**Source records**

========================

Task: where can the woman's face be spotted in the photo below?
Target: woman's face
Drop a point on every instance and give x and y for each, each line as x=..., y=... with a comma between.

========================

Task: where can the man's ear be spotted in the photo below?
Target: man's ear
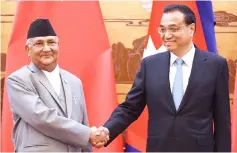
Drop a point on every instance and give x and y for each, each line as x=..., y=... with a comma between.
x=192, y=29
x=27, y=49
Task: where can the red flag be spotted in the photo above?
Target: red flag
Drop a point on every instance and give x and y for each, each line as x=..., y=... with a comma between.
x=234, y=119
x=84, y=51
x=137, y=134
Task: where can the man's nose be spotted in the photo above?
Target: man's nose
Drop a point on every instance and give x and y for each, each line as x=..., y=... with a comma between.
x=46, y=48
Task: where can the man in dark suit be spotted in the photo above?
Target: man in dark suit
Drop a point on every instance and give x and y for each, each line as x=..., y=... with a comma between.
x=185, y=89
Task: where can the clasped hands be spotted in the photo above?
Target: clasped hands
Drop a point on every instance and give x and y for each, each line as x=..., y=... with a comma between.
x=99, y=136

========================

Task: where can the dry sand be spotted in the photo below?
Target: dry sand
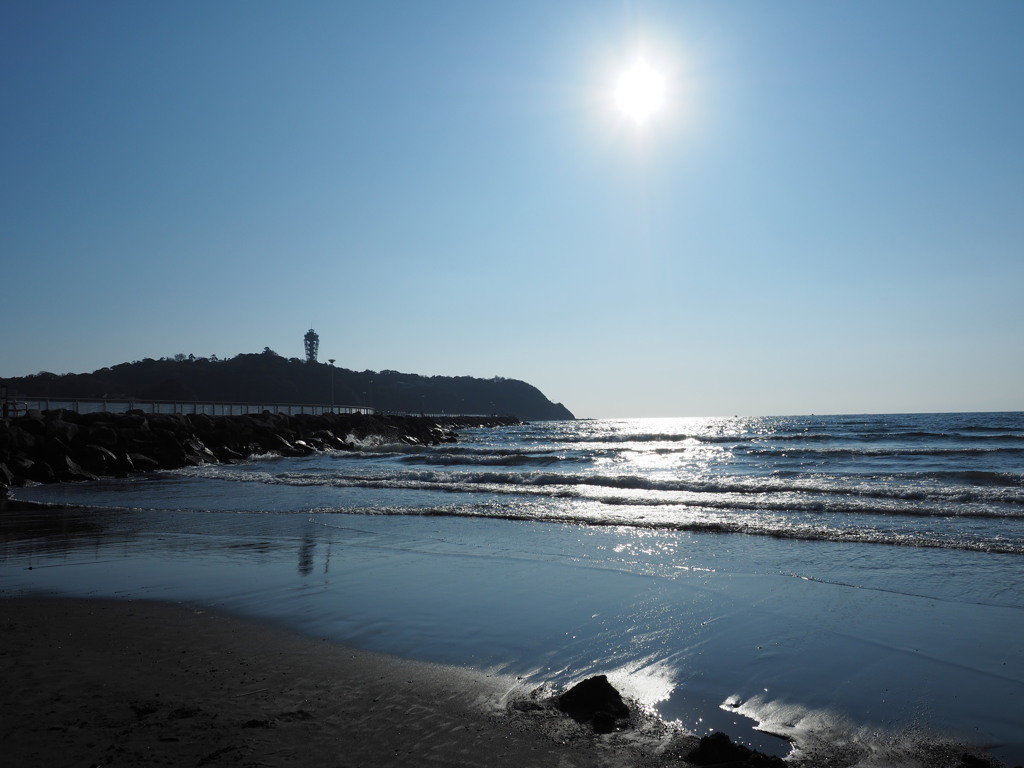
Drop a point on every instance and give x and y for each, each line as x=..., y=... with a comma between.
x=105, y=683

========================

**The request**
Locate each line in the material above that contains the string "spotted" and copy those lines in full. Case counts.

**Solution below**
Task: where can the woman's face be spotted in the photo below?
Task: where can the man's ear be spotted in the photo below?
Task: where can the red flag be spotted in the photo above?
Task: where can the man's nose be spotted in the photo above?
Task: where can the man in dark suit be spotted in the photo above?
Task: where can the clasped hands be spotted in the photo above?
Task: where can the dry sand be spotted in the photo below?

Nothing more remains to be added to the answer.